Extract every line of the listing below verbatim, with no changes.
######
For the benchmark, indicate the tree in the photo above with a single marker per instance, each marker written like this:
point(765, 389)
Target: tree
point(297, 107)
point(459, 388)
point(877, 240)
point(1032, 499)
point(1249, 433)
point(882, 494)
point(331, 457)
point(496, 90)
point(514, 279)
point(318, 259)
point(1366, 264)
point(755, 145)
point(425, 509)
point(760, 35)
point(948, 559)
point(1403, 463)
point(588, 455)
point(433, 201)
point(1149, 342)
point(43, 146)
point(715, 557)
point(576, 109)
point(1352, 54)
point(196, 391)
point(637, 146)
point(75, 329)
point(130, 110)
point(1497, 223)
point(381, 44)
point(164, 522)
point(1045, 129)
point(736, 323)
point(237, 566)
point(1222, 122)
######
■ Solved problem ■
For the benchmark, indicate the tree in the photo above with a single marker per instance, each marker written like this:
point(765, 389)
Target: tree
point(297, 107)
point(459, 388)
point(877, 240)
point(1032, 499)
point(1249, 433)
point(882, 494)
point(331, 457)
point(496, 90)
point(514, 279)
point(318, 259)
point(1366, 264)
point(755, 145)
point(425, 509)
point(760, 35)
point(948, 559)
point(1403, 463)
point(588, 455)
point(433, 201)
point(1149, 342)
point(43, 146)
point(715, 557)
point(576, 109)
point(1352, 54)
point(196, 391)
point(637, 146)
point(75, 329)
point(130, 110)
point(1497, 223)
point(381, 44)
point(164, 522)
point(1045, 129)
point(736, 323)
point(237, 566)
point(1222, 122)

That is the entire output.